_DATA TO USE_

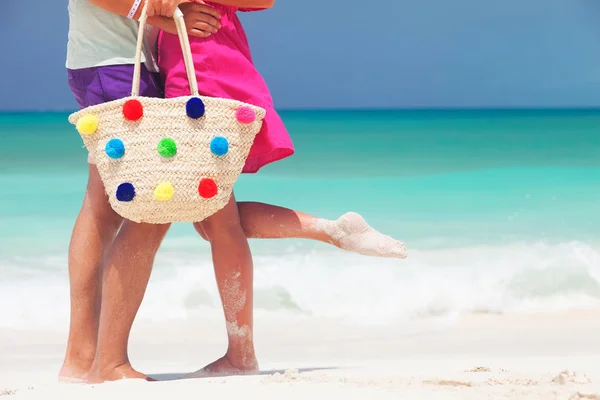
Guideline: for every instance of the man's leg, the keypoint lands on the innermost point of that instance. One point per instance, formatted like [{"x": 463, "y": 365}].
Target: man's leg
[
  {"x": 94, "y": 231},
  {"x": 126, "y": 274}
]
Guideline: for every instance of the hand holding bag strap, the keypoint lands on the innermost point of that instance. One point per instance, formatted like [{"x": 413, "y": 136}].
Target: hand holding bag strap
[{"x": 185, "y": 48}]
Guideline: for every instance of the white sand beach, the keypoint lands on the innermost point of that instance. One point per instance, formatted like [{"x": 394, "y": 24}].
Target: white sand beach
[{"x": 519, "y": 356}]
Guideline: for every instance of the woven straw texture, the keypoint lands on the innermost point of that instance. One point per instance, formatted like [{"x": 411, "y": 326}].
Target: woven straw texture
[{"x": 143, "y": 166}]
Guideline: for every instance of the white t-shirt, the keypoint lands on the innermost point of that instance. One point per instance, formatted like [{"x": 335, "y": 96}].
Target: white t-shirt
[{"x": 98, "y": 38}]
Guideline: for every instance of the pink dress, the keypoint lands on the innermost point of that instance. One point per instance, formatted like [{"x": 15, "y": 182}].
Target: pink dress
[{"x": 224, "y": 68}]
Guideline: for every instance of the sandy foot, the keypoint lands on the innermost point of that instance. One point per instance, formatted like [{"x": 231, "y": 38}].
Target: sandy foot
[
  {"x": 352, "y": 233},
  {"x": 116, "y": 374},
  {"x": 72, "y": 374},
  {"x": 224, "y": 367}
]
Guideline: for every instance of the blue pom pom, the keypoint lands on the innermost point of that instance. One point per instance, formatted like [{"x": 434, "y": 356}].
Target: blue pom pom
[
  {"x": 125, "y": 192},
  {"x": 115, "y": 148},
  {"x": 219, "y": 146},
  {"x": 194, "y": 108}
]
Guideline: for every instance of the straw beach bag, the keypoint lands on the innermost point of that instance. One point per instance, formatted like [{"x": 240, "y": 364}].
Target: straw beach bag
[{"x": 169, "y": 160}]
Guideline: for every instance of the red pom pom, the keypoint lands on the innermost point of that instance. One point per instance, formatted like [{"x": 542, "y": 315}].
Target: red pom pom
[
  {"x": 207, "y": 188},
  {"x": 133, "y": 110}
]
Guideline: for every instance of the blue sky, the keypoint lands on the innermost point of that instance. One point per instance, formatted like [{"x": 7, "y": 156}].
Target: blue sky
[{"x": 380, "y": 54}]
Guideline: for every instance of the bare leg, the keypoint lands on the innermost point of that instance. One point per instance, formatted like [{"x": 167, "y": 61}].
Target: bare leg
[
  {"x": 234, "y": 273},
  {"x": 350, "y": 232},
  {"x": 126, "y": 275},
  {"x": 94, "y": 231}
]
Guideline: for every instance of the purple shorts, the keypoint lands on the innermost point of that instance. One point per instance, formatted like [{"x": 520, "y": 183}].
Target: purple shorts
[{"x": 97, "y": 85}]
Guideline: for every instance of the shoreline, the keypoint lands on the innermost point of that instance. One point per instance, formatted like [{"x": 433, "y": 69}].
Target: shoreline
[{"x": 528, "y": 356}]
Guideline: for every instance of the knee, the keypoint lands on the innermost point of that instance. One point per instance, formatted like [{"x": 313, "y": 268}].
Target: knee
[
  {"x": 97, "y": 206},
  {"x": 215, "y": 230},
  {"x": 150, "y": 234},
  {"x": 200, "y": 230}
]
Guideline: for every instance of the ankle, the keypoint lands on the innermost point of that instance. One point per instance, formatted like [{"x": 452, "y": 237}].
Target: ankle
[
  {"x": 242, "y": 356},
  {"x": 79, "y": 358}
]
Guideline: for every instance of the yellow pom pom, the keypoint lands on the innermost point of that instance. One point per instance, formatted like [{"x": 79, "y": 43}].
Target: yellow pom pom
[
  {"x": 87, "y": 124},
  {"x": 164, "y": 191}
]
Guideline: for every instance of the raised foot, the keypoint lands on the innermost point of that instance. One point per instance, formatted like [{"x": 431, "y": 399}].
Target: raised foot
[
  {"x": 224, "y": 367},
  {"x": 352, "y": 233},
  {"x": 116, "y": 374}
]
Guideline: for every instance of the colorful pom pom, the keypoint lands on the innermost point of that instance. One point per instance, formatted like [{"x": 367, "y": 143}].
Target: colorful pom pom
[
  {"x": 115, "y": 148},
  {"x": 125, "y": 192},
  {"x": 219, "y": 146},
  {"x": 87, "y": 124},
  {"x": 207, "y": 188},
  {"x": 195, "y": 108},
  {"x": 245, "y": 115},
  {"x": 133, "y": 110},
  {"x": 167, "y": 148},
  {"x": 164, "y": 191}
]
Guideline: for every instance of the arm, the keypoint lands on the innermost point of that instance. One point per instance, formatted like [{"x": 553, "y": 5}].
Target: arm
[
  {"x": 249, "y": 4},
  {"x": 203, "y": 20}
]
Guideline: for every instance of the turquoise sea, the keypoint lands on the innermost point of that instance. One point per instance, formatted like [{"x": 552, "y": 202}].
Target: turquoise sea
[{"x": 499, "y": 210}]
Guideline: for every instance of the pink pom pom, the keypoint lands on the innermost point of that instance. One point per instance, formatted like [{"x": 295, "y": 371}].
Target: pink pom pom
[{"x": 245, "y": 115}]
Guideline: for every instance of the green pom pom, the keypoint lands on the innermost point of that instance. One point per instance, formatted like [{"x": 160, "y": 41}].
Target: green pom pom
[{"x": 167, "y": 148}]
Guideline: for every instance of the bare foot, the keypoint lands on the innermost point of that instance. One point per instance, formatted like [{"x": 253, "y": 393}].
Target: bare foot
[
  {"x": 224, "y": 367},
  {"x": 352, "y": 233},
  {"x": 70, "y": 373},
  {"x": 121, "y": 372}
]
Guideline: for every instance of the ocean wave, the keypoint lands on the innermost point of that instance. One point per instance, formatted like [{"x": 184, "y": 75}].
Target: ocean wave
[{"x": 295, "y": 281}]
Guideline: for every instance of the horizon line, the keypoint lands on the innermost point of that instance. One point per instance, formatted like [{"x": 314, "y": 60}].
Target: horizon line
[{"x": 354, "y": 109}]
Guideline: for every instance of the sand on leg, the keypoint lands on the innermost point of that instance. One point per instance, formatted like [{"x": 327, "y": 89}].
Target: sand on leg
[
  {"x": 93, "y": 233},
  {"x": 350, "y": 232},
  {"x": 126, "y": 275},
  {"x": 234, "y": 274}
]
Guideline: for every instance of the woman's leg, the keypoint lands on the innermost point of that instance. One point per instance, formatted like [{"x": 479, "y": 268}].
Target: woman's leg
[
  {"x": 126, "y": 275},
  {"x": 349, "y": 232},
  {"x": 234, "y": 274}
]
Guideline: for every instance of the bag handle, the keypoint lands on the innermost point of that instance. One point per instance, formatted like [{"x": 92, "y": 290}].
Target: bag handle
[{"x": 185, "y": 48}]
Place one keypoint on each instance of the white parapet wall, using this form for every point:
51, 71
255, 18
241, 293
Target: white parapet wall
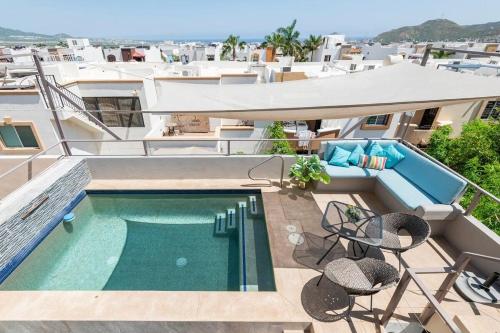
186, 167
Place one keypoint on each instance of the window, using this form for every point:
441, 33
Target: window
116, 119
18, 135
377, 122
491, 111
428, 118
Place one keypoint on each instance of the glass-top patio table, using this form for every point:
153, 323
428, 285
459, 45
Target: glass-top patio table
351, 222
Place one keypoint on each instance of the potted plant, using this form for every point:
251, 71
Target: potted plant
353, 213
306, 170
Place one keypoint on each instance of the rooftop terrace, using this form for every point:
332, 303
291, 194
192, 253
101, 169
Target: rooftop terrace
291, 214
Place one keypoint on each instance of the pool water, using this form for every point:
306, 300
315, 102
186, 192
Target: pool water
152, 241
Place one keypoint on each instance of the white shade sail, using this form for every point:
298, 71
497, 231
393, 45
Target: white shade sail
390, 89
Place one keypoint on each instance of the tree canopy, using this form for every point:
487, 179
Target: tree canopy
475, 154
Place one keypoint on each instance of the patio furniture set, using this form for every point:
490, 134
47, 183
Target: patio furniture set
360, 275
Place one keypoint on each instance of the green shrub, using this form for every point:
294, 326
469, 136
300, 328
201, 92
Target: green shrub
309, 169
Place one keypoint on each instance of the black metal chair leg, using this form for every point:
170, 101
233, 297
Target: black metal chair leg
399, 259
327, 252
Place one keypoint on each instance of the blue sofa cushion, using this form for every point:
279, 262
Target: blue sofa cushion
404, 190
354, 157
350, 172
393, 156
340, 157
375, 150
328, 147
436, 181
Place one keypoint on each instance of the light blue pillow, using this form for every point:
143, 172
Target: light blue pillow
393, 156
340, 157
354, 157
375, 150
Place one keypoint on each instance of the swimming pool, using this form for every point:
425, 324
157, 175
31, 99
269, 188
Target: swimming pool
155, 240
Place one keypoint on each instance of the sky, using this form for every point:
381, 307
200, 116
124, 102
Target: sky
205, 19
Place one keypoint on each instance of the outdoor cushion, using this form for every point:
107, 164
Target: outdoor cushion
348, 144
354, 157
438, 182
404, 190
372, 162
350, 172
375, 150
393, 156
340, 157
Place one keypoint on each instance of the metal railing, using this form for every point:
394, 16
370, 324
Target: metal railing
267, 179
58, 99
434, 305
62, 97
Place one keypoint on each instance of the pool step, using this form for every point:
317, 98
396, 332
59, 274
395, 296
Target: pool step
235, 217
242, 211
220, 225
252, 203
231, 219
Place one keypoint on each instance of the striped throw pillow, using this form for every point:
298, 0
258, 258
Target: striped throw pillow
372, 162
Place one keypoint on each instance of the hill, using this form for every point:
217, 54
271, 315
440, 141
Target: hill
442, 30
12, 34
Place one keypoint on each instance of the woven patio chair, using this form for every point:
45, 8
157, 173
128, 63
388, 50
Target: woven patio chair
363, 277
415, 227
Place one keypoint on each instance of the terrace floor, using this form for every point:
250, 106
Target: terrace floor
288, 211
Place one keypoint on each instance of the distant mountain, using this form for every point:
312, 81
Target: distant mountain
10, 34
441, 30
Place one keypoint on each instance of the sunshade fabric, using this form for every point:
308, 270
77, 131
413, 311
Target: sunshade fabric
390, 89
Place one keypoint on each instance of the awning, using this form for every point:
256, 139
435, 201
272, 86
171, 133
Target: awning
137, 54
390, 89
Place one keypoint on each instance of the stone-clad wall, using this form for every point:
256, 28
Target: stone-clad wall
62, 184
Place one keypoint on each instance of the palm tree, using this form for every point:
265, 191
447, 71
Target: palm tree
275, 41
231, 45
312, 43
291, 43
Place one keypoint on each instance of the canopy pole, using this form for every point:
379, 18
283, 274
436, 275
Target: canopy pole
428, 49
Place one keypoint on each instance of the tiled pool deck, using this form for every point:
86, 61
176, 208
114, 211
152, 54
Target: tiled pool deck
288, 211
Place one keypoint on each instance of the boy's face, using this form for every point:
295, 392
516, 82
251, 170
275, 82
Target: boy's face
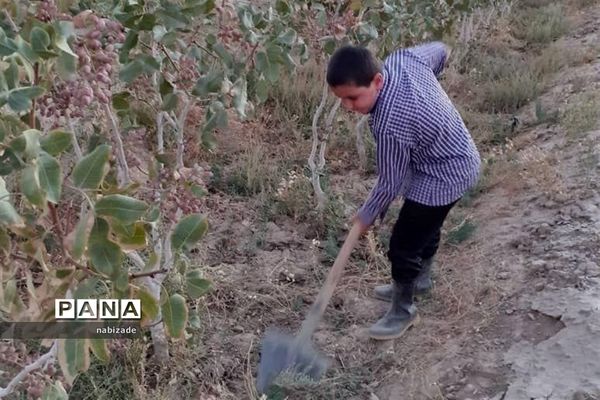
360, 99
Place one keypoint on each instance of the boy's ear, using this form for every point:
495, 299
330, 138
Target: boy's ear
378, 81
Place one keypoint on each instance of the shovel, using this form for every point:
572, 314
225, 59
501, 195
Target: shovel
282, 353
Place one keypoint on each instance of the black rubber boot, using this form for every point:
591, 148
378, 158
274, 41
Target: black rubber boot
423, 283
401, 315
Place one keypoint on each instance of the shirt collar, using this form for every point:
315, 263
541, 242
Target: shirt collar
381, 92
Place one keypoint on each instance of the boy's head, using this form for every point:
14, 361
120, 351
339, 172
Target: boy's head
354, 75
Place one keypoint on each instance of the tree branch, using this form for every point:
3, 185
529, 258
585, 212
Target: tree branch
180, 132
360, 143
76, 146
315, 178
148, 273
123, 169
39, 363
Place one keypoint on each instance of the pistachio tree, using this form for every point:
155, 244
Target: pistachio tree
97, 198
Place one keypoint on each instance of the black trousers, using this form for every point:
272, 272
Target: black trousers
416, 236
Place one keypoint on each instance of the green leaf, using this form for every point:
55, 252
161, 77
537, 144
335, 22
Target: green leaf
246, 19
150, 63
150, 306
188, 231
8, 214
12, 75
173, 19
120, 101
27, 145
89, 172
329, 46
123, 208
129, 237
196, 285
80, 236
20, 99
147, 22
30, 186
25, 50
73, 357
262, 90
240, 96
66, 65
175, 315
105, 255
7, 45
198, 191
165, 87
170, 102
50, 175
267, 67
55, 391
283, 7
100, 349
226, 57
5, 242
288, 37
131, 41
56, 141
210, 83
131, 71
9, 162
64, 31
39, 39
216, 117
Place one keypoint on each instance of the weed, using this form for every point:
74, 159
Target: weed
103, 382
556, 56
582, 115
461, 232
543, 116
509, 94
542, 25
253, 173
296, 103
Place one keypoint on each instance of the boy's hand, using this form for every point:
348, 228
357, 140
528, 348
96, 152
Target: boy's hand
363, 228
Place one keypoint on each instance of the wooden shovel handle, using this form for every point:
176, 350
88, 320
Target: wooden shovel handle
318, 307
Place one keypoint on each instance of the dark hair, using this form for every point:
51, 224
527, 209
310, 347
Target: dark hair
351, 65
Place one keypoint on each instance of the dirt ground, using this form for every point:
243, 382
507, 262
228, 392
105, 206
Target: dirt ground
515, 311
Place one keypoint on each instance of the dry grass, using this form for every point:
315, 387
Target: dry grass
542, 25
556, 56
294, 103
507, 95
582, 113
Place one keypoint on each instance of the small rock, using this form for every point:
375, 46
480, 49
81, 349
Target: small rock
504, 276
292, 274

_EXERCISE_
Beginning at the line that has "Target: palm tree" and ending at the line that has "Place one keypoint on each instance of the shovel, using", restate the listing above word for word, pictures left out.

_RESPONSE BELOW_
Target: palm tree
275, 41
231, 45
312, 43
291, 43
Place one keypoint on each instance of the canopy pole, using this form for every point:
379, 18
283, 274
436, 275
Target: canopy pole
428, 49
Place one keypoint on each instance of the tiled pool deck, using this form for every point:
86, 61
176, 208
114, 211
152, 54
Target: tiled pool deck
288, 211
Place one keypoint on each instance of the boy's face, using this form for every point:
295, 392
516, 82
251, 170
275, 82
Target: boy's face
360, 99
Place one keypoint on each instance of the boy's ear, using this form for every point:
495, 299
330, 138
Target: boy's ear
378, 81
Place one keypoint on each instance of the shovel, using this form for every point:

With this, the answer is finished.